» **Challenge**: Render every line of the entries below as a Markdown table with the columns Row and Text. Number each row and leave out any blank lines.
== == ==
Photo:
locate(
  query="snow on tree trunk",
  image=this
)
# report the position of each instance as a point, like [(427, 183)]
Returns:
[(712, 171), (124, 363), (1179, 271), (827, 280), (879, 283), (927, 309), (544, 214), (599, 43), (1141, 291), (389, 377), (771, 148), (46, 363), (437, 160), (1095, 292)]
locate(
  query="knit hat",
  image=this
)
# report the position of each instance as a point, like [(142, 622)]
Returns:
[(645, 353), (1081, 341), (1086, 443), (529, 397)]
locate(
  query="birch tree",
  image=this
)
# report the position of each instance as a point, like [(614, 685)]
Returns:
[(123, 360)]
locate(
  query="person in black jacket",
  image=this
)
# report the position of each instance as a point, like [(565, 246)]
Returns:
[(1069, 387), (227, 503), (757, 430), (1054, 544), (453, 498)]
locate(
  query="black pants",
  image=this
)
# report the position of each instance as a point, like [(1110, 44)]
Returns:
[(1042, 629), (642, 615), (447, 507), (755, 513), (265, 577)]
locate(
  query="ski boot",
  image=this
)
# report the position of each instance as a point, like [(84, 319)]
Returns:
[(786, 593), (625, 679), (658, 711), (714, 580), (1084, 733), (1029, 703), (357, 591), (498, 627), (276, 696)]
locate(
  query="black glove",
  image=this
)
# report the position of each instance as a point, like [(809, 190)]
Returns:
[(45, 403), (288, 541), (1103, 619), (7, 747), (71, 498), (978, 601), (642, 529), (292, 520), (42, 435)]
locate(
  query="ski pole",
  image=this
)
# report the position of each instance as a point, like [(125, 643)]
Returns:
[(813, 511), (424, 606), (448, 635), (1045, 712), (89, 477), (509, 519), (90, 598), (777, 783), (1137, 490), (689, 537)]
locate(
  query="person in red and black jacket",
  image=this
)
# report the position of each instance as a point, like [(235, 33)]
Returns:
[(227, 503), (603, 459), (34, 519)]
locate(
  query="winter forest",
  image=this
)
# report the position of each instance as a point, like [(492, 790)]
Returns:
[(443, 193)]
== == ==
» **Response**:
| Row | Text |
|---|---|
| 1 | Photo: |
| 2 | locate( |
| 3 |   query="snow on tree trunk", |
| 4 |   image=this |
| 5 | ) |
| 6 | # report the position of each instance as a point, like [(427, 183)] |
| 7 | Returns: |
| 8 | [(712, 171), (124, 363), (1179, 271), (827, 280), (879, 283), (927, 309), (544, 214), (599, 43), (1141, 291), (389, 377), (771, 148), (46, 363), (437, 160), (1095, 292)] |
| 9 | locate( |
| 10 |   query="knit hat", |
| 11 |   image=this |
| 12 | ) |
| 13 | # report the position of each instance as a point, like [(142, 622)] |
| 14 | Returns: |
| 15 | [(645, 353), (1081, 341), (1086, 443), (529, 397)] |
| 16 | locate( |
| 17 |   query="birch tree", |
| 18 |   image=this |
| 19 | ) |
| 20 | # report the position of each instance as a point, like [(614, 685)] |
| 21 | Returns: |
| 22 | [(123, 360)] |
| 23 | locate( |
| 24 |   query="person in black jacket", |
| 25 |   image=this |
| 26 | ) |
| 27 | # report the position of each instance as a point, like [(565, 246)] |
| 28 | Returns: |
| 29 | [(1069, 387), (227, 503), (757, 430), (1054, 544), (453, 498)] |
| 30 | locate( |
| 31 |   query="black pants", |
| 32 |   image=this |
| 33 | ) |
| 34 | # report the position of each instance as a point, like [(1110, 44)] |
| 35 | Returns: |
| 36 | [(1042, 629), (642, 615), (447, 507), (755, 513), (265, 577)] |
| 37 | locate( |
| 38 |   query="ski boot", |
| 39 |   image=this |
| 40 | ) |
| 41 | # report the position of each instance as a point, like [(84, 319)] |
| 42 | Returns: |
| 43 | [(786, 593), (625, 679), (658, 711), (714, 580), (1084, 733), (1029, 703), (357, 591), (498, 627), (276, 696)] |
| 44 | locate( |
| 45 |   query="black glove", |
| 46 |   image=this |
| 47 | ) |
| 48 | # report the position of each instance as a point, like [(809, 190)] |
| 49 | Returns: |
| 50 | [(45, 403), (288, 541), (1103, 619), (7, 747), (71, 498), (978, 601), (642, 529), (292, 520), (42, 435)] |
| 51 | locate( |
| 52 |   query="ski pole", |
| 53 |   image=this |
| 54 | ) |
| 55 | # report the position of each instance as a point, like [(125, 643)] |
| 56 | Returns: |
| 57 | [(813, 511), (424, 606), (448, 635), (1045, 712), (89, 477), (509, 519), (90, 598), (777, 783), (1137, 490), (689, 537)] |
| 58 | locate( |
| 59 |   query="person in red and black jacket", |
| 60 |   image=this |
| 61 | ) |
| 62 | # report the position of each instance as a point, like [(235, 33)] |
| 63 | Returns: |
| 64 | [(227, 503), (603, 459), (34, 519)] |
| 65 | locate( |
| 66 |   query="winter forest", |
| 67 |   image=this |
| 68 | ) |
| 69 | # report the position of each instance as a point, like [(492, 790)] |
| 70 | Returns: |
| 71 | [(443, 193)] |